[Work required]: Every line of the data below must be given again exactly.

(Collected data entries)
:::::

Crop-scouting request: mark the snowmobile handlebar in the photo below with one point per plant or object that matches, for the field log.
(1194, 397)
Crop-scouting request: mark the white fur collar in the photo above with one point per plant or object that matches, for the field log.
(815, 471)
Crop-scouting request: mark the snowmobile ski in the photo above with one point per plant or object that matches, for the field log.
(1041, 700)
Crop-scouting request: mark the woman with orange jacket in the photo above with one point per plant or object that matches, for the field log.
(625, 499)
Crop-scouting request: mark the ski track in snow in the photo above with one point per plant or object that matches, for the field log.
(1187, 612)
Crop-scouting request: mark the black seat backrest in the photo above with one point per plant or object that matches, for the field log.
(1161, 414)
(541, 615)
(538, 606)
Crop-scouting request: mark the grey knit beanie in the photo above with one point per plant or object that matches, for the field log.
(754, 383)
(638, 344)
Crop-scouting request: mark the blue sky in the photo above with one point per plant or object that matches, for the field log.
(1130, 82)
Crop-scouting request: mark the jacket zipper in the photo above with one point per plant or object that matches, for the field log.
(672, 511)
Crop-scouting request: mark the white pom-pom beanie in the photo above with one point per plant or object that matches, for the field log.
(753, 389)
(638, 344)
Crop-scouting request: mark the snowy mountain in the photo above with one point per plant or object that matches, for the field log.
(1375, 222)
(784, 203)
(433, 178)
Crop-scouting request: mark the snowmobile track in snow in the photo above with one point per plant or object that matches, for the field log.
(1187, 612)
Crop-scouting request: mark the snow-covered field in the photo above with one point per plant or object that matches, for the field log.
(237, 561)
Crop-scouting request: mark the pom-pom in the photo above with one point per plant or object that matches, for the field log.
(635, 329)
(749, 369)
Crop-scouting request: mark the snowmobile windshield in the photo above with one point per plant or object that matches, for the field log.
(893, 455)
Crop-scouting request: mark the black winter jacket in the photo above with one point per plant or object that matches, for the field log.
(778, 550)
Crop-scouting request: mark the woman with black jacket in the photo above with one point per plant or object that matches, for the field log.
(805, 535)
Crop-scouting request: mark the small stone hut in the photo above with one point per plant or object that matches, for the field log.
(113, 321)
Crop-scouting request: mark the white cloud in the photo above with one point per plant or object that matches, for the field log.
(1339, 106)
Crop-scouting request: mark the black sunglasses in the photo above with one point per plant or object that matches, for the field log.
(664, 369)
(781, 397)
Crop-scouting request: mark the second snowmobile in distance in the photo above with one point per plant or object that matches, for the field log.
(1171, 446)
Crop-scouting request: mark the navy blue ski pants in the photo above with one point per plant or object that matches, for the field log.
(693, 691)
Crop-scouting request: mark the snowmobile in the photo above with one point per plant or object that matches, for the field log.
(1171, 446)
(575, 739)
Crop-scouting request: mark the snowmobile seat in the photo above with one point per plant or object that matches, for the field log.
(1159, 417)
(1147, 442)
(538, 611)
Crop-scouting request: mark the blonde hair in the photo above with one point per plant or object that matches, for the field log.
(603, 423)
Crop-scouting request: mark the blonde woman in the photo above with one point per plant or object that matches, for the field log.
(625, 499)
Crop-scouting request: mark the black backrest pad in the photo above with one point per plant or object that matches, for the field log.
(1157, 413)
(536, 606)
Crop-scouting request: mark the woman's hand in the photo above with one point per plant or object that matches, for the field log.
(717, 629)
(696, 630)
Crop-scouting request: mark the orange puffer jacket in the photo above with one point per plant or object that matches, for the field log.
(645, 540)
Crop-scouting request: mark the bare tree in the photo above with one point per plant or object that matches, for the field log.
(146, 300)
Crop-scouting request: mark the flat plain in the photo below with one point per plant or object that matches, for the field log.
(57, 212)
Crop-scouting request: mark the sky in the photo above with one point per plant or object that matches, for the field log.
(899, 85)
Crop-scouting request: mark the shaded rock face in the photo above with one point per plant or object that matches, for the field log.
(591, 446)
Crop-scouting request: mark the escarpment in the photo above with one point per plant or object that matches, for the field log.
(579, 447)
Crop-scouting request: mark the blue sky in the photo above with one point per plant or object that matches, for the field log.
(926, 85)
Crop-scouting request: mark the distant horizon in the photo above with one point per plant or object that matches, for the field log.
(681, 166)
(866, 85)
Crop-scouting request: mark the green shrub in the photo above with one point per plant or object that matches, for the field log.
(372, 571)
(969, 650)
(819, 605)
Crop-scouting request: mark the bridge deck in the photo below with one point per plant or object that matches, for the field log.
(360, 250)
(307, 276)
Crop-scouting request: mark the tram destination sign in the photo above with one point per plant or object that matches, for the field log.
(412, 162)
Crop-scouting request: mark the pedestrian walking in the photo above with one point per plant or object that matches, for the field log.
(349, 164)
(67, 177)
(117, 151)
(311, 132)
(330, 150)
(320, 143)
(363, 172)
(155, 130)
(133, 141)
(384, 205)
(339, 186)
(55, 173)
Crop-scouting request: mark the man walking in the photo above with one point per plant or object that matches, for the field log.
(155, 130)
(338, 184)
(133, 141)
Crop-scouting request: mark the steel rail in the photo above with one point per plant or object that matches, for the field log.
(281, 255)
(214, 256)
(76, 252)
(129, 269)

:::::

[Answer for this exercise]:
Crop-scouting request: mark the snowmobile handlebar in the photo below with one point per plant or object that matches, for the field log.
(1194, 397)
Crop-scouting request: mark the white fur collar in the photo above with one point per plant or object that matches, for the field log.
(815, 471)
Crop-scouting request: mark the snowmobile ski in the photo above with one point per plant or object that matches, for the field log.
(1041, 700)
Crop-scouting request: mark the woman with orange jacket in the photo above with one point per plant or object that matches, for the field log.
(625, 499)
Crop-scouting request: mark the ski track in snow in the photo above with one point per plant or object that matches, for the field log.
(1187, 612)
Crop-scouting request: mark the black seat backrest in the photo above with one point per plant or object that matches, for the field log.
(1161, 414)
(541, 615)
(538, 606)
Crop-scouting request: mark the grey knit beanie in the photo above with one point per plant or object that matches, for the field log.
(754, 383)
(638, 344)
Crop-scouting request: mark the blue sky in the photo above with one point per plant or object that matches, for the field log.
(1130, 82)
Crop-scouting request: mark the jacket zipper in the photo above with one point per plant or object that matches, for the field log.
(672, 511)
Crop-scouting request: mark the white pom-pom beanie in the photo above with one point per plant or object that matches, for the field log.
(753, 389)
(638, 344)
Crop-scouting request: mark the snowy mountain in the photo above with one point per plant or object that matches, for the field log.
(1375, 222)
(784, 203)
(433, 178)
Crop-scouting request: mark the snowmobile track in snow in the photo above with one point per plant or object that matches, for the field log.
(1187, 612)
Crop-scouting request: mark the snow-covered field in the photo above with one point per plant or object that matches, for the field log.
(237, 561)
Crop-scouting request: mark the pom-pom in the photo above with one point per plant or object that matches, for the field log.
(635, 329)
(749, 369)
Crop-scouting request: mark the snowmobile windshield in the photo above with one point per plant or object that matches, for the field log.
(893, 455)
Crop-scouting request: mark the black winter jacket in the photo above with one point per plant or object that matches, for the field log.
(778, 550)
Crop-scouting request: mark the woman with black jacket in the photo above with one point per plant or object that matches, for the field log.
(805, 535)
Crop-scouting request: mark the small stone hut in the photo above with one point per plant or object that matches, for the field log.
(113, 321)
Crop-scouting request: mark the white cloud in the photo above with one point per plant or object that matches, for the field log.
(1339, 106)
Crop-scouting request: mark the black sunglasses in the photo above with one point per plant or object that matches, for the field log.
(664, 369)
(781, 397)
Crop-scouting request: mark the second snowmobile in distance in the photo above with one point per plant or object that matches, for the field log.
(1171, 446)
Crop-scouting request: mark the navy blue ski pants in the photo above with one point per plant or object that matches, for the field log.
(693, 691)
Crop-scouting request: mark the snowmobile in the photo above with one point per plant or object that matches, for the field log.
(1171, 446)
(575, 739)
Crop-scouting request: mark the snowmobile seat in the photo above with one point per plant or object that matches, for the field log.
(1159, 417)
(1147, 442)
(538, 611)
Crop-scouting request: mark the blonde hair in the photo above with one point per plant or object that matches, for the field log.
(603, 423)
Crop-scouting request: mark the blonde woman in the photo above with one point per plant or object that matches, for the field log.
(625, 499)
Crop-scouting request: mark the black backrest pad in the photo above with one point per plant or object that matches, for the field log.
(1157, 413)
(536, 606)
Crop-scouting request: mark the woman's hand in the photo above with one point per plant or object that matches, for the field log.
(717, 629)
(696, 630)
Crop-scouting request: mark the orange puffer jacket in the photo above with one point per plant or object that matches, for the field log.
(645, 540)
Crop-scouting request: mark the bare tree in the photo above with one point per plant or object that matches, for the field log.
(146, 300)
Crop-scouting request: mark the flat plain in the photo below with one point per plant or object that matches, for the field log.
(57, 212)
Crop-scouting request: mark the sky in the photo above with one point per plant or object that matches, for the field log.
(899, 85)
Crop-scouting request: mark the shaded rock face in the photo above with one point per plant or object that matches, for the field log.
(591, 446)
Crop-scouting request: mark the escarpment in the photo above with one point per plant or object that matches, for the field log.
(579, 447)
Crop-scouting request: mark the blue sky in the photo above with one point per plant or object that matches, for the field log.
(926, 85)
Crop-scouting request: mark the distant horizon in the photo above with one point per plant or object that matches, for the field log.
(681, 166)
(866, 85)
Crop-scouting request: mark the green shrub in the photo above with one point per plant or object that matches, for the field log.
(372, 571)
(969, 650)
(819, 605)
Crop-scouting request: mark the bridge deck in the photo below with one point per plant or object that matches, for the field log.
(360, 250)
(307, 276)
Crop-scouting request: mark the tram destination sign in the photo above with one point per plant or object that matches, for the field log.
(412, 162)
Crop-scouting request: mark the pedestrian walking in the photo above with one point per plant or object that matches, for the field log.
(349, 164)
(67, 177)
(117, 151)
(311, 132)
(330, 150)
(320, 143)
(363, 172)
(155, 130)
(133, 141)
(384, 205)
(339, 186)
(55, 173)
Crop-scouting request: mark the man walking in the photo above with one point per plant or object that matches, for the field log.
(155, 130)
(338, 184)
(133, 141)
Crop-scouting request: mark the steel rail in the photo above with one point per plant or object that matches, for the field log.
(281, 255)
(214, 256)
(76, 252)
(129, 269)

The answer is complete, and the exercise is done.